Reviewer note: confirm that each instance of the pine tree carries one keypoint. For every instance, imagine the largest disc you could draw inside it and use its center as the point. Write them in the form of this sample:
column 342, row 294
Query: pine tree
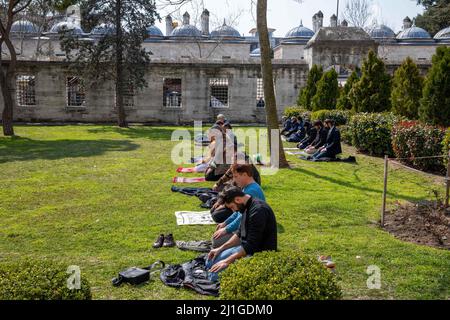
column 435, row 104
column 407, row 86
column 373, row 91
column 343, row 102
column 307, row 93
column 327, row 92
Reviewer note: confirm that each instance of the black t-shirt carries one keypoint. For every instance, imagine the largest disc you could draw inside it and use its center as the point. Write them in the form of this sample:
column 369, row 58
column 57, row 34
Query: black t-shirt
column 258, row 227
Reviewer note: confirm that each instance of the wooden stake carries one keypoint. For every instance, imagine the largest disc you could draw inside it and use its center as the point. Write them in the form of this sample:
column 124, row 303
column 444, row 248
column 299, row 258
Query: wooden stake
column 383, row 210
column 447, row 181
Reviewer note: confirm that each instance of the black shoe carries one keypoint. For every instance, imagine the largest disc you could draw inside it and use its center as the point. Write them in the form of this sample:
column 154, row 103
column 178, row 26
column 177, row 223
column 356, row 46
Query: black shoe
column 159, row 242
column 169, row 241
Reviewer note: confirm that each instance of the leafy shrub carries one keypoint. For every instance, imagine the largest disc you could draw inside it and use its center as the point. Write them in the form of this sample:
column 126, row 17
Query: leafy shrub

> _Exercise brief_
Tally up how many lines in the preceding listing contain the word "shrub". Give nothing but the number.

> _Response to this task_
2